- Given instruction 1
Reproduce the forum excerpt on pi calculations in full, word for word.

- Excerpt provided
By the way, I've got the team ranking statistics page almost finished. It shows a couple of graphs which display the team average or rank moving over time (one for this week, month, all time), and compared to the team ranked 1 place below and above.
Ok, I've been playing around with some pi calculations (turns out i'm a bad employee when the boss is not around ;)) and I've drawn some conlcusions.
There are many different ways to calculate pi, but except for the brute force method, they can't be executed by multiple threads (= spread over different processor cores).
The brute force can be spread over multiple cores, but will never produce an the same PI calculation, only a good estimate.
If I were to develop a multipi app, would it be acceptable that it doesn't always calculate the same PI result? SuperPi calculates Pi to 1M digits, multipi would just do xxx billion iterations (spread over different cores), and then stop no matter what the result is. If I would force mulipi not to stop until 1M digits are reached, results would vary each time because brute force calculation is not exact and uses random numbers.
I guess the end result doesn't really matter, as we want to know how fast our system can do xxx billion iterations of the algorithm, we don't want to know PI.

- Material to process
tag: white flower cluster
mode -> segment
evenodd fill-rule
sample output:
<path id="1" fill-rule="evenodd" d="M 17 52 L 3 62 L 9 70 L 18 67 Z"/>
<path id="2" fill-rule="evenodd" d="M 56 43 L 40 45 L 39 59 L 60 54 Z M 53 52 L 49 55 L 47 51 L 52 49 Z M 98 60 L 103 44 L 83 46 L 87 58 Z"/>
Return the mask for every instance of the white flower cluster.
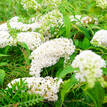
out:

- Given instruction 2
Lay out each line of the listing above as a Markdown table with the columns "Row" and "Entry," numbering the rows and skipping blank lines. Leave the pictures out of the answer.

- Full response 1
By the way, I've got the team ranking statistics page almost finished. It shows a couple of graphs which display the team average or rank moving over time (one for this week, month, all time), and compared to the team ranked 1 place below and above.
Ok, I've been playing around with some pi calculations (turns out i'm a bad employee when the boss is not around ;)) and I've drawn some conlcusions.
There are many different ways to calculate pi, but except for the brute force method, they can't be executed by multiple threads (= spread over different processor cores).
The brute force can be spread over multiple cores, but will never produce an the same PI calculation, only a good estimate.
If I were to develop a multipi app, would it be acceptable that it doesn't always calculate the same PI result? SuperPi calculates Pi to 1M digits, multipi would just do xxx billion iterations (spread over different cores), and then stop no matter what the result is. If I would force mulipi not to stop until 1M digits are reached, results would vary each time because brute force calculation is not exact and uses random numbers.
I guess the end result doesn't really matter, as we want to know how fast our system can do xxx billion iterations of the algorithm, we don't want to know PI.

- Full response 2
| Row | Entry |
|---|---|
| 1 | tag: white flower cluster |
| 2 | mode -> segment |
| 3 | evenodd fill-rule |
| 4 | sample output: |
| 5 | <path id="1" fill-rule="evenodd" d="M 17 52 L 3 62 L 9 70 L 18 67 Z"/> |
| 6 | <path id="2" fill-rule="evenodd" d="M 56 43 L 40 45 L 39 59 L 60 54 Z M 53 52 L 49 55 L 47 51 L 52 49 Z M 98 60 L 103 44 L 83 46 L 87 58 Z"/> |
| 7 | Return the mask for every instance of the white flower cluster. |
| 8 | out: |